Quoted passage >>
────

So I had to start thinking about comparison. And here is the deal. Depending on how you use it, you are either trying to make yourself feel better about who you already are....or tearing yourself down for all you are not...in any given category. And at the end of the day, comparisons do not effect change.
It starts out innocently enough. As new moms, we might compare where our children are at in their development. Fair enough. However, I remember a story my mom would tell me about my dad. He was very concerned that a baby around my same age had more teeth than me. He didn't feel better until mom pointed out that developmentally, I was much more advanced (crawling). And so it begins. By the time kids reach the teenage years, a parent might say "my kid is no saint, but at least he isn't as bad as her kid."
Upon further reflection, the things I battle with are the things I tend to "shop around" for comparisons. This could be age/weight related, how well I do my yoga (or not well), my clothing choices, height, degree of happiness....the list could go on and on.
What is the gain? Why do you or me need to feel better (or worse) when compared to another person? What does it change for/in us?
|with no qualifier or comparison!|
And while we can make ourselves feel pretty darn miserable by playing the solitaire game of comparison, there is something worse.
Have you ever had something you did (or didn't) do, something you are (or are not) compared to someone/something else....by someone who allegedly loves you? (Think - why can't you be more like your _______?)
Even a hero is determined by comparison to others and their actions (or lack thereof).
This was really brought home the other day when I was listening to a podcast called "Where should we begin" featuring the iconic relationship therapist Esther Perel. She is sharing conversations with ten participating yet anonymous, couples who are seeking to better understand the details of "their story". The stories all varied but some of the questions asked by the therapist still haunt me. One line in particular was "How does it feel to be someones disappointment for almost 20 years?" Another question she asked, and I continue to ponder is "Do you want to be right, or do you want to listen?" Wow.

────

Given data >>
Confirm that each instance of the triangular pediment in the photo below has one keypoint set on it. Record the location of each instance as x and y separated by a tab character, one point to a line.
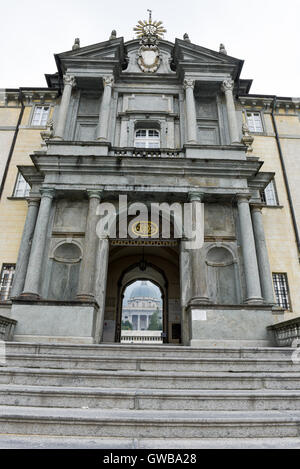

────

Using the information >>
a. In the post on comparison, why did the father stop worrying about the other baby having more teeth?
b. Repeat the post on comparison, starting with "Upon further reflection, the" and going on through "(or lack thereof).", and swap "miserable" for "wretched".

Numbered responses >>
a. The father felt better once the mother pointed out that the narrator was much more advanced developmentally, because the narrator was already crawling.

b.
Upon further reflection, the things I battle with are the things I tend to "shop around" for comparisons. This could be age/weight related, how well I do my yoga (or not well), my clothing choices, height, degree of happiness....the list could go on and on.
What is the gain? Why do you or me need to feel better (or worse) when compared to another person? What does it change for/in us?
|with no qualifier or comparison!|
And while we can make ourselves feel pretty darn wretched by playing the solitaire game of comparison, there is something worse.
Have you ever had something you did (or didn't) do, something you are (or are not) compared to someone/something else....by someone who allegedly loves you? (Think - why can't you be more like your _______?)
Even a hero is determined by comparison to others and their actions (or lack thereof).